Starting with the line that contains "Please point out the pendant" and going on through the end of the items, write out those lines again, changing "silhouetted person" to "shadowed figure" and leaving everything else the same.

» **Listed records**:
■ ■ ■ ■ ■ ■ ■

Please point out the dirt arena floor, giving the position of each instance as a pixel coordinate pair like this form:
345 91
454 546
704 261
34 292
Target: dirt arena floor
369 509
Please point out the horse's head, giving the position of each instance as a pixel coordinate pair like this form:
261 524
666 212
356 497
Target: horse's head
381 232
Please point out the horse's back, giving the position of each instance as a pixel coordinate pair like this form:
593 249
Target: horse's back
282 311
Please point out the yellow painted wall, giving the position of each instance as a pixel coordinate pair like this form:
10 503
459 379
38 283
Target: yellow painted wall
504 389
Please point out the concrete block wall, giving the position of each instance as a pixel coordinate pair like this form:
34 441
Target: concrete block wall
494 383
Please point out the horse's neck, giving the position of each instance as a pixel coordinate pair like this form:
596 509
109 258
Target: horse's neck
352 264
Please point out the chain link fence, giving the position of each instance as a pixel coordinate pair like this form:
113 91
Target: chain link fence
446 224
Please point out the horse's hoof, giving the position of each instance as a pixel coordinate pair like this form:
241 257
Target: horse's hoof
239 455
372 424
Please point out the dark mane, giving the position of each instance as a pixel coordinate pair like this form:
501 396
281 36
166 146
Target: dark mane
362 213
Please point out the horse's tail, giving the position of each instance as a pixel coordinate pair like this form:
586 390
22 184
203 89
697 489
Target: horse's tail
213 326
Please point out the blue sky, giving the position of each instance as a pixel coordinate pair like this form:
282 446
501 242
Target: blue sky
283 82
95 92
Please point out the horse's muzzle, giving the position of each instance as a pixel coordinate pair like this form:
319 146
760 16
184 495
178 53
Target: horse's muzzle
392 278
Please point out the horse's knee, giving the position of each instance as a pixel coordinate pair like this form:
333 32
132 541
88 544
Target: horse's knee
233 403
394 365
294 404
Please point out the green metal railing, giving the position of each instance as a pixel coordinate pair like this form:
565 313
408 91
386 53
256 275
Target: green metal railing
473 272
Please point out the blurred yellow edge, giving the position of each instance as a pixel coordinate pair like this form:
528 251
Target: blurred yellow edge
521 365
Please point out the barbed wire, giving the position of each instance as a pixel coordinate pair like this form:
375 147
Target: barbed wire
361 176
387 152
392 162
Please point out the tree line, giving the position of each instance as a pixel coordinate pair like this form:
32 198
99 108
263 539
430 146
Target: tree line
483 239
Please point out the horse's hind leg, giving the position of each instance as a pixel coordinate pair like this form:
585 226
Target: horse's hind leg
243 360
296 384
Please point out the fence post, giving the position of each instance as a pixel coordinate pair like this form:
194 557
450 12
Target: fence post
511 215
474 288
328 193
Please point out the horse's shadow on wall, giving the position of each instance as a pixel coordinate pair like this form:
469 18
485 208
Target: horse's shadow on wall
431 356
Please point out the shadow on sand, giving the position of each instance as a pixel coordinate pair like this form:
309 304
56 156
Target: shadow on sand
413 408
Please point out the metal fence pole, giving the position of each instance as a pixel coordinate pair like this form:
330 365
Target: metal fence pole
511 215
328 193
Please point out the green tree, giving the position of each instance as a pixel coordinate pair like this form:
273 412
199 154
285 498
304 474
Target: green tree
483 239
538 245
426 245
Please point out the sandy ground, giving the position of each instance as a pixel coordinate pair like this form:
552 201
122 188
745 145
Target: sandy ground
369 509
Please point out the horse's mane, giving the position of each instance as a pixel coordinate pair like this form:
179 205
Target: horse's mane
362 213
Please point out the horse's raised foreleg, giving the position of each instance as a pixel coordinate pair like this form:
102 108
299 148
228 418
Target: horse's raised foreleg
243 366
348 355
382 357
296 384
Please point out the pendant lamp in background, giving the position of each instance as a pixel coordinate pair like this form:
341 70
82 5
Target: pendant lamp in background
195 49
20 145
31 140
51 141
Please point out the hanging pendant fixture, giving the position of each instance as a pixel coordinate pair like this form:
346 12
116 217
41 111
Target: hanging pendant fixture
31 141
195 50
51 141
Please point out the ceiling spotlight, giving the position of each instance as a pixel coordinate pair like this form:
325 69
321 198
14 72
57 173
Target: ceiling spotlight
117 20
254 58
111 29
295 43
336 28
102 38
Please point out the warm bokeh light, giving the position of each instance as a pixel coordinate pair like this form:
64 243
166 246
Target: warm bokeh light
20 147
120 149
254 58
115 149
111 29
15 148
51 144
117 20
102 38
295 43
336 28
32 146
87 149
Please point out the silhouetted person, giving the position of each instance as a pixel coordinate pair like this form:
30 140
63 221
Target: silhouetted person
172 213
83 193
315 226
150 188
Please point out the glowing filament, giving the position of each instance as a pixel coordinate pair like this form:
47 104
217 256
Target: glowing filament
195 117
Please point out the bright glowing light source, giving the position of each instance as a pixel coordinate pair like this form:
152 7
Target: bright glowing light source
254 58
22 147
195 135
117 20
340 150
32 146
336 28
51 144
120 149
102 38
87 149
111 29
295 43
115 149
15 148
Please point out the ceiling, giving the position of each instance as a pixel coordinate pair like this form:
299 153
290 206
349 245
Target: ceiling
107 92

■ ■ ■ ■ ■ ■ ■

» **Solution**:
Please point out the pendant lamp in background, giving the position of each instance as a pixel coordinate pair like this form:
341 70
82 5
Target: pendant lamp in background
195 49
20 145
31 140
51 141
Please point out the hanging pendant fixture, giving the position of each instance as a pixel coordinate pair like this form:
346 12
116 217
41 111
Target: hanging pendant fixture
31 141
195 50
51 141
Please point out the ceiling spotlight, giving the position of each instance as a pixel coordinate pair like this form:
325 69
321 198
14 72
57 173
Target: ceiling spotlight
117 20
254 58
111 29
295 43
336 28
102 38
Please point out the warm bokeh light, giving the position of each instance as a pixel coordinate pair like this form:
64 243
166 246
Target: warm bokeh light
20 147
120 149
254 58
115 149
111 29
15 148
51 144
117 20
102 38
295 43
336 28
32 146
87 149
Please point out the shadowed figure, giving the position of each instance as a pixel coordinate pair like this form:
30 140
63 221
Target: shadowed figure
172 213
83 193
315 226
150 188
Please point out the glowing filament, giving the position of each instance as a pixel coordinate pair like this form:
47 104
217 256
Target: glowing filament
195 117
Please point out the bright glowing light source, giving the position of each instance as a pixel coordinate pair like this form:
152 7
Target: bright glowing light source
254 58
22 147
195 135
117 20
340 150
32 146
336 28
51 144
120 149
102 38
87 149
111 29
295 43
115 149
15 148
Please point out the ceiling, giving the position of each instance as a pixel coordinate pair like this form:
299 153
290 206
349 245
Target: ceiling
107 92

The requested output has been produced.